Quellenauszug =>

Die Entwicklung eines werteorientierten Leitbildes im Sinne von New Work.
Auch kleine und mittlere Unternehmen (KMU) brauchen eine Identität, Werte und eine sich aus diesen Komponenten entwickelnde klare Strategie. Das ist oft gesagt und geschrieben worden. Aber wie funktioniert ein solcher Prozess der Identitäts- und Strategieentwicklung? Das Unternehmensleitbild könnte eine Lösung sein. Im Leitbild werden Erwartungen, Werte und Geschäftsgrundlagen definiert, die sowohl für die Geschäftsführung als auch für Mitarbeiter*innen, Kunden bzw. Geschäftspartner*innen bindend sind. Warum ein Leitbild hilfreich sein kann und wie man eines entwickelt, darüber erfahren Sie hier mehr. - von Sandra Morel, Beraterin

Purpose (auf Deutsch Zweck), Inspiration, Motivation, Mitarbeiterzufriedenheit, Identifizierung, etc.

[Auszüge aus einem Zeigedatensatz]

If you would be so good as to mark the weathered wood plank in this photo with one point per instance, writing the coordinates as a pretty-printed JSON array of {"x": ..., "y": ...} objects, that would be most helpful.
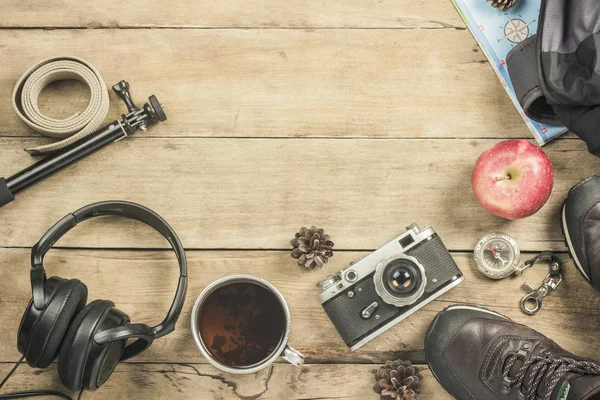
[
  {"x": 255, "y": 193},
  {"x": 202, "y": 382},
  {"x": 142, "y": 284},
  {"x": 232, "y": 13},
  {"x": 281, "y": 83}
]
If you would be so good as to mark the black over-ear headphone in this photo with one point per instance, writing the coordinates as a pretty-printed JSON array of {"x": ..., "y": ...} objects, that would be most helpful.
[{"x": 91, "y": 339}]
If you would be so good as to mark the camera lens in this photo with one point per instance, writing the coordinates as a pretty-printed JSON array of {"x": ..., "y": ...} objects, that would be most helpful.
[
  {"x": 401, "y": 277},
  {"x": 400, "y": 280}
]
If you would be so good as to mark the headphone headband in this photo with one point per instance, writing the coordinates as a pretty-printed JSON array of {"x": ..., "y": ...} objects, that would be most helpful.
[{"x": 144, "y": 333}]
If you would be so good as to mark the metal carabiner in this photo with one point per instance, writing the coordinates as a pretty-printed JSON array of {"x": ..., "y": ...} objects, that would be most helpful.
[{"x": 537, "y": 295}]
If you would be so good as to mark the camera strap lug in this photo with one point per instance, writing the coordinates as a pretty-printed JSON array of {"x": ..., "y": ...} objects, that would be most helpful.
[{"x": 368, "y": 312}]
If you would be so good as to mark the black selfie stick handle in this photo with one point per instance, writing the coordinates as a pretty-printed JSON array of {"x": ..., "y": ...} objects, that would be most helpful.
[{"x": 135, "y": 119}]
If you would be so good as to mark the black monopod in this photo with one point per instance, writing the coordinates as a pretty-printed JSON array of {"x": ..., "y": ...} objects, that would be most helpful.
[{"x": 136, "y": 119}]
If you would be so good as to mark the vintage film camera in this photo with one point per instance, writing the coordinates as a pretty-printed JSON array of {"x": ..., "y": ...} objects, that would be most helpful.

Aufgaben =>
• 1. Fassen Sie im Text zum Unternehmensleitbild den Absatz, der mit „Auch kleine und mittlere Unternehmen“ beginnt, als kurze Stichpunktliste zusammen.
• 2. Führen Sie den Text zum Unternehmensleitbild im Anschluss an seine letzte Zeile weiter.

Lösungen =>
• 1.
- Auch kleine und mittlere Unternehmen (KMU) brauchen eine Identität, Werte und eine daraus entwickelte klare Strategie.
- Offen ist oft, wie ein solcher Prozess der Identitäts- und Strategieentwicklung funktioniert.
- Das Unternehmensleitbild könnte eine Lösung sein.
- Es definiert Erwartungen, Werte und Geschäftsgrundlagen.
- Diese sind für Geschäftsführung, Mitarbeiter*innen, Kunden und Geschäftspartner*innen bindend.
- Der Beitrag erklärt, warum ein Leitbild hilfreich sein kann und wie man eines entwickelt.
- Er stammt von Sandra Morel, Beraterin.

• 2.
Zahlreich sind die – gern auch englischen – Begriffe, die man im Zusammenhang mit der digitalen Transformation und New Work hört. Ich gebe es zu: Das kann etwas überfordernd sein. Sowohl in der New Work Theorie als auch im Rahmen der Digitalisierung ist das Ziel folgendes: Um einen langfristigen Erfolg bzw. das Überleben einer Firma zu gewährleisten, sollte man sich nicht nur auf Preise und Konkurrenz fokussieren, sondern auch und besonders die Werte und die Zufriedenheit der Mitarbeiter und Geschäftspartner berücksichtigen. Ich höre schon: Das klingt ja schön, aber wie geht das?
Vom klassischen Leitbild zu einer werteorientierten Strategie des New Work
Unternehmensstrategien wurden lange sehr wirtschaftlich entwickelt. Ein Leitbild, das die Definition einer Vision (Wo wollen wir hin?), einer Mission (Was ist unsere Aufgabe?) und von Unternehmenswerten (Welche Werte sind uns im täglichen Geschäft wichtig?) umfasst, war und ist immer noch ein Tool zur Etablierung einer Gesamtstrategie für ein Unternehmen.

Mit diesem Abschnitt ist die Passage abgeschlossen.